_Request_.
Rewrite the records from the line with "Please place a point on the draped" through the end of the records, substituting "cloak" for "robe" and leaving everything else unchanged. Give only those lines.
--- Start Records for the task ---
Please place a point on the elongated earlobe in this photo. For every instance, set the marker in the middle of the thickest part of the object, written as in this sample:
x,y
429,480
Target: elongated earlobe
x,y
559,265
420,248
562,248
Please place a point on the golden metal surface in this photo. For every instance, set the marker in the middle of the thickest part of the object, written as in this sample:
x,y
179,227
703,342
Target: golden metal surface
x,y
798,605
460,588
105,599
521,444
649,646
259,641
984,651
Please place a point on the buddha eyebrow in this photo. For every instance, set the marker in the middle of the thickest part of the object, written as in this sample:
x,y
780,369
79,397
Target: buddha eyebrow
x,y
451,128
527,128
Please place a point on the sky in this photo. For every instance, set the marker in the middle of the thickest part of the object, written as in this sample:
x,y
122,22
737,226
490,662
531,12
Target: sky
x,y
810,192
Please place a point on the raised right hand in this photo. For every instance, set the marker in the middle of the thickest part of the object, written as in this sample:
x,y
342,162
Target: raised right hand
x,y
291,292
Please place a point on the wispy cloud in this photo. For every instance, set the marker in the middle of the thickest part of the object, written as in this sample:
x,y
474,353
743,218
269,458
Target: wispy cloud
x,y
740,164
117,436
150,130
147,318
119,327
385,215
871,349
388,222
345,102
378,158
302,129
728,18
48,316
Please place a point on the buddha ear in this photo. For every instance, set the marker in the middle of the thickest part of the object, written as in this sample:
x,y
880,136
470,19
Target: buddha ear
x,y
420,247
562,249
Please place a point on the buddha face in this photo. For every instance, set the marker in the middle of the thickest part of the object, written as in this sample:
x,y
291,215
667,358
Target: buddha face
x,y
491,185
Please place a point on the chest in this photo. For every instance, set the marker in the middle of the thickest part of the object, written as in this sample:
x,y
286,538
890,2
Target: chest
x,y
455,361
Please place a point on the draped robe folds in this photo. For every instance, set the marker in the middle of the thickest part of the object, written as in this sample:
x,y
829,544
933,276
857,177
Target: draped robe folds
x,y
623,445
--- End Records for the task ---
_Completed exercise_.
Please place a point on the draped cloak folds in this photo. For every instance, set the marker in the middle of the thickest part of the object, written as in this sample:
x,y
829,544
933,276
857,177
Target: draped cloak folds
x,y
623,445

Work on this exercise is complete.